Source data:

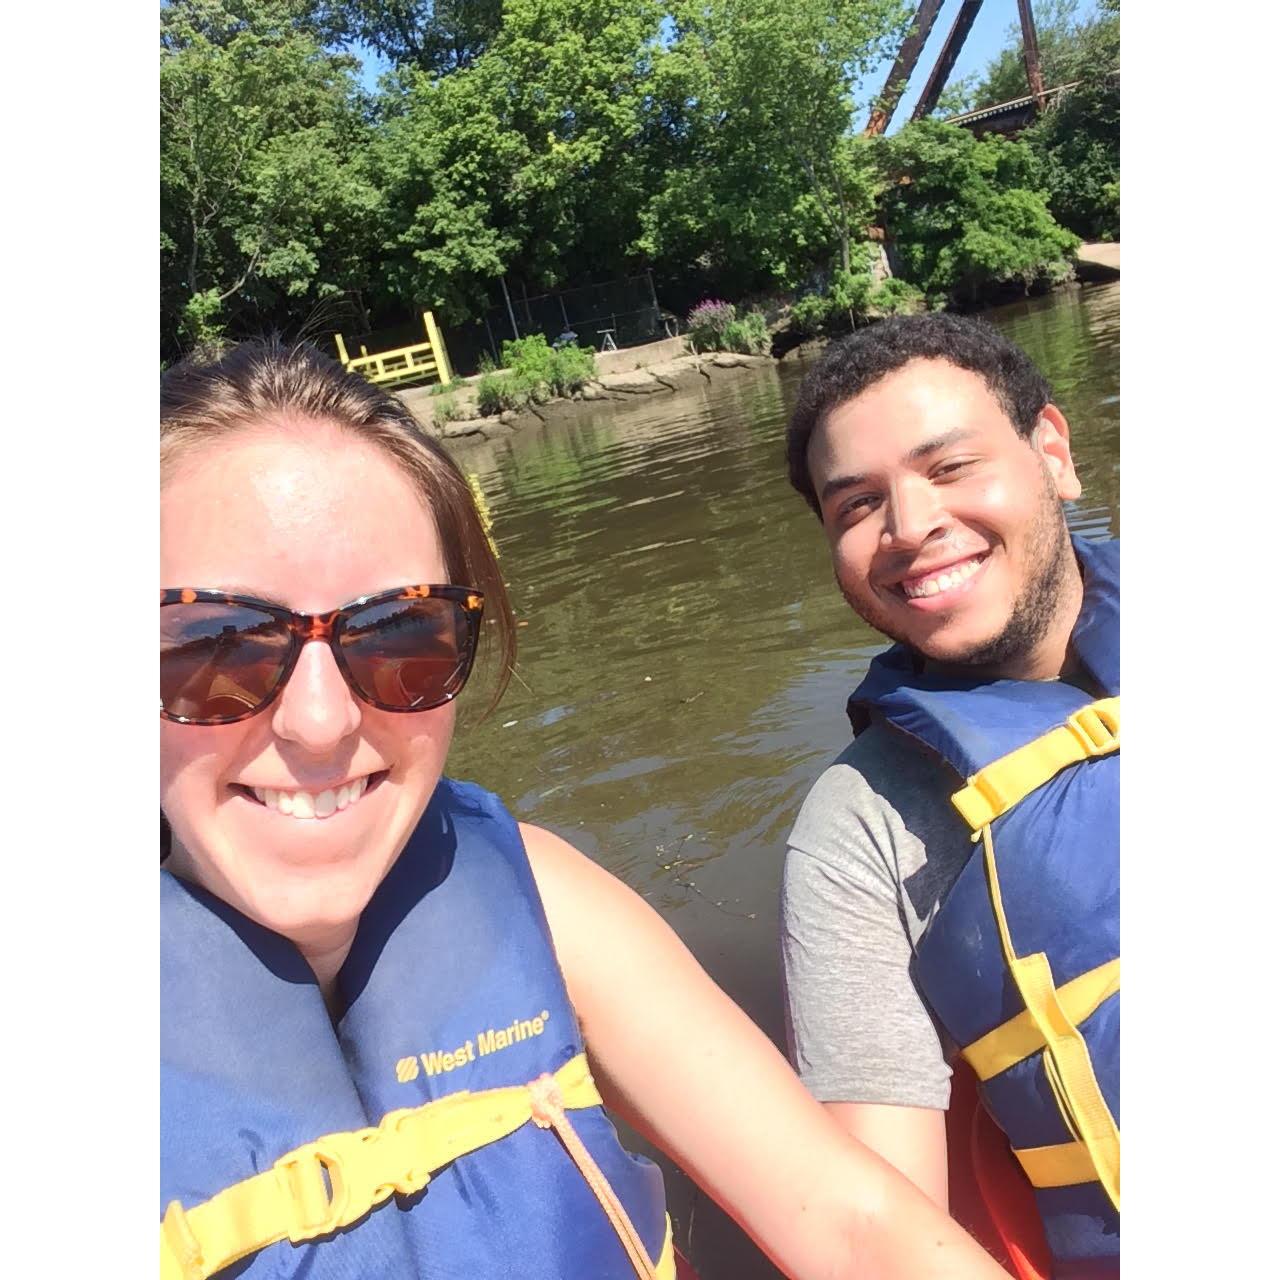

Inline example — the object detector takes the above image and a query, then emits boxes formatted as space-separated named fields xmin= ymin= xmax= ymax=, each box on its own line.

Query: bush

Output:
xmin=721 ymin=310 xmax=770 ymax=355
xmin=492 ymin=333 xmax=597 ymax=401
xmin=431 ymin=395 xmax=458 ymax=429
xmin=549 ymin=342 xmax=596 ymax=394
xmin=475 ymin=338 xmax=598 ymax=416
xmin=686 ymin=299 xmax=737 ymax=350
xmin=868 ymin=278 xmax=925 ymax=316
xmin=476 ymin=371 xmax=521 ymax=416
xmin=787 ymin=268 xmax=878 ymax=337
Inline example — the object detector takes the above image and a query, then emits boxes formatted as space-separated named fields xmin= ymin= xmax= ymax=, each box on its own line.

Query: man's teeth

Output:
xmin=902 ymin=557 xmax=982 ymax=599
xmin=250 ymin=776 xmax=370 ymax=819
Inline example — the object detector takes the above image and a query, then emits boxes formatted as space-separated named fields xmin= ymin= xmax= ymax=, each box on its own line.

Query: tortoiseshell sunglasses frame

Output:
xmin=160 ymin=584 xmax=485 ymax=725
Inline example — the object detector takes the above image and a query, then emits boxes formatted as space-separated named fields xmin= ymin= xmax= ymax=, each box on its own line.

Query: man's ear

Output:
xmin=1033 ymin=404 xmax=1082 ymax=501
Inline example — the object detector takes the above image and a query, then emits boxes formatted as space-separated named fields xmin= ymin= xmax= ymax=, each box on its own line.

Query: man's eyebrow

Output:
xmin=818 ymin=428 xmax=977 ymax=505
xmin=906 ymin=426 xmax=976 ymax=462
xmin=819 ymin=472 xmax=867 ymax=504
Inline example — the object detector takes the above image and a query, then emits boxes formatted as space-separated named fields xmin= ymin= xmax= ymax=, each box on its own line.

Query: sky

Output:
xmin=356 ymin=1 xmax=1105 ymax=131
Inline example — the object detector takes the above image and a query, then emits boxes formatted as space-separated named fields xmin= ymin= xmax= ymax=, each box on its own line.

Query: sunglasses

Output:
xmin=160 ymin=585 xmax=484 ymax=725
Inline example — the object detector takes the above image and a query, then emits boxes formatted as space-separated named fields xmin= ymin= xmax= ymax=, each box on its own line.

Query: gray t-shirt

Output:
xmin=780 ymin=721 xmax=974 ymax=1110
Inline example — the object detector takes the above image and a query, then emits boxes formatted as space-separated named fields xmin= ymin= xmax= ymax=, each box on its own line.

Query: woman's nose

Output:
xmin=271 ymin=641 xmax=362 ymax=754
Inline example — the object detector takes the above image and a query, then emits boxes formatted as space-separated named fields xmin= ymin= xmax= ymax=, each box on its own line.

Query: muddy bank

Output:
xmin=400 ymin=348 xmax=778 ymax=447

▶ **Exercise**: Return every line holding the word "sunglasses" from the records.

▶ **Answer to this task**:
Query: tortoiseshell sunglasses frame
Query: sunglasses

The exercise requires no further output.